## Problem to work on
Report every one of the lines below that contains the string "frame", treating uppercase and lowercase letters as different.

-------- Data provided --------

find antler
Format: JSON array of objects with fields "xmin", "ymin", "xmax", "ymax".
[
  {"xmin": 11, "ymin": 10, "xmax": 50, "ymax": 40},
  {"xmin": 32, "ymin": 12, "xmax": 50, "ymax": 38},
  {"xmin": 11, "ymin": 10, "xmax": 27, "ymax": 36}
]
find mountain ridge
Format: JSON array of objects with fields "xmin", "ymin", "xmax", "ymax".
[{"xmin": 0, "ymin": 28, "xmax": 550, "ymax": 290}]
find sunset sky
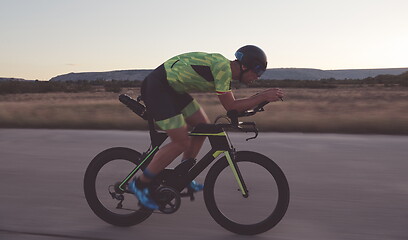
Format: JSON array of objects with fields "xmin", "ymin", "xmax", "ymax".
[{"xmin": 0, "ymin": 0, "xmax": 408, "ymax": 80}]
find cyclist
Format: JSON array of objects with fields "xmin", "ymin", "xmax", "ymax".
[{"xmin": 129, "ymin": 45, "xmax": 284, "ymax": 209}]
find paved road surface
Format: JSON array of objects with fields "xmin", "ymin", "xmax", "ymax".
[{"xmin": 0, "ymin": 129, "xmax": 408, "ymax": 240}]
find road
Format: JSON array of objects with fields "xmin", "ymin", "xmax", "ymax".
[{"xmin": 0, "ymin": 129, "xmax": 408, "ymax": 240}]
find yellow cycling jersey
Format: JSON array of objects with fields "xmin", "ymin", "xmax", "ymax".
[{"xmin": 164, "ymin": 52, "xmax": 232, "ymax": 95}]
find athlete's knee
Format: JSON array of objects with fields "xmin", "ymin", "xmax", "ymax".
[{"xmin": 167, "ymin": 126, "xmax": 191, "ymax": 152}]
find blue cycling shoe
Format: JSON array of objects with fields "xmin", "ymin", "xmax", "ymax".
[
  {"xmin": 128, "ymin": 180, "xmax": 159, "ymax": 210},
  {"xmin": 188, "ymin": 180, "xmax": 204, "ymax": 192}
]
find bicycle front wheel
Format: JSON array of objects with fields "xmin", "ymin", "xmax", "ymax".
[{"xmin": 204, "ymin": 151, "xmax": 289, "ymax": 235}]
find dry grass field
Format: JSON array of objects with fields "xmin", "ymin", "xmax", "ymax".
[{"xmin": 0, "ymin": 87, "xmax": 408, "ymax": 134}]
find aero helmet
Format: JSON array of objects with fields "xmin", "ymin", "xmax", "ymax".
[{"xmin": 235, "ymin": 45, "xmax": 268, "ymax": 77}]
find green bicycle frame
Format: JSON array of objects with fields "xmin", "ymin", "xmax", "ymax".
[{"xmin": 119, "ymin": 124, "xmax": 248, "ymax": 198}]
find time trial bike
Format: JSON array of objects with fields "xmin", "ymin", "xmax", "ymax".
[{"xmin": 84, "ymin": 94, "xmax": 289, "ymax": 235}]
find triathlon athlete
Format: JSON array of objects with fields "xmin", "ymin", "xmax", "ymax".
[{"xmin": 129, "ymin": 45, "xmax": 283, "ymax": 209}]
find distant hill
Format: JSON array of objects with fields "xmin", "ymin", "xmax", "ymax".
[
  {"xmin": 45, "ymin": 68, "xmax": 408, "ymax": 81},
  {"xmin": 0, "ymin": 78, "xmax": 25, "ymax": 82}
]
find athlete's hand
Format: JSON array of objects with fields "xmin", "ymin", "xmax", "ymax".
[{"xmin": 260, "ymin": 88, "xmax": 285, "ymax": 102}]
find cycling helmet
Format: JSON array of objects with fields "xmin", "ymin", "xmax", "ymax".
[{"xmin": 235, "ymin": 45, "xmax": 268, "ymax": 77}]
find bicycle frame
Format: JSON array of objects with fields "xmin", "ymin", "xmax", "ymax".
[{"xmin": 119, "ymin": 124, "xmax": 248, "ymax": 198}]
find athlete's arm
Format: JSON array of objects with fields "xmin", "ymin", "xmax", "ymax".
[{"xmin": 218, "ymin": 88, "xmax": 283, "ymax": 112}]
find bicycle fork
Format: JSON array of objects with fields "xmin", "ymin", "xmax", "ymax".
[{"xmin": 213, "ymin": 151, "xmax": 249, "ymax": 198}]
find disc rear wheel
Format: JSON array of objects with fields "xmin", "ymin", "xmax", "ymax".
[{"xmin": 84, "ymin": 148, "xmax": 152, "ymax": 226}]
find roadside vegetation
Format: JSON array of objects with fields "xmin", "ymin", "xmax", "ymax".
[
  {"xmin": 0, "ymin": 72, "xmax": 408, "ymax": 94},
  {"xmin": 0, "ymin": 73, "xmax": 408, "ymax": 135}
]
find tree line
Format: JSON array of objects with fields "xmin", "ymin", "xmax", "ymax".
[{"xmin": 0, "ymin": 72, "xmax": 408, "ymax": 94}]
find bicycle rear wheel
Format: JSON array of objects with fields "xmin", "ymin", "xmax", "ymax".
[
  {"xmin": 84, "ymin": 148, "xmax": 152, "ymax": 227},
  {"xmin": 204, "ymin": 151, "xmax": 289, "ymax": 235}
]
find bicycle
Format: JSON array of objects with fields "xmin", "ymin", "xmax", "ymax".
[{"xmin": 84, "ymin": 94, "xmax": 289, "ymax": 235}]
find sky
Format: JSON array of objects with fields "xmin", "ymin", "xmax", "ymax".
[{"xmin": 0, "ymin": 0, "xmax": 408, "ymax": 80}]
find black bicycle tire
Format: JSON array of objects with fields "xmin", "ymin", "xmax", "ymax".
[
  {"xmin": 84, "ymin": 147, "xmax": 153, "ymax": 227},
  {"xmin": 204, "ymin": 151, "xmax": 290, "ymax": 235}
]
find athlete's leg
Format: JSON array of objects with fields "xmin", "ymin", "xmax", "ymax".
[
  {"xmin": 140, "ymin": 125, "xmax": 190, "ymax": 183},
  {"xmin": 183, "ymin": 107, "xmax": 210, "ymax": 159}
]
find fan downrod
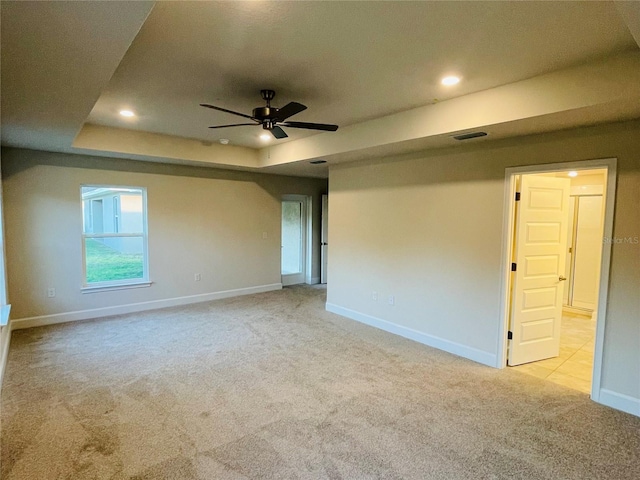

--------

## Full answer
find green bicycle frame
find bicycle frame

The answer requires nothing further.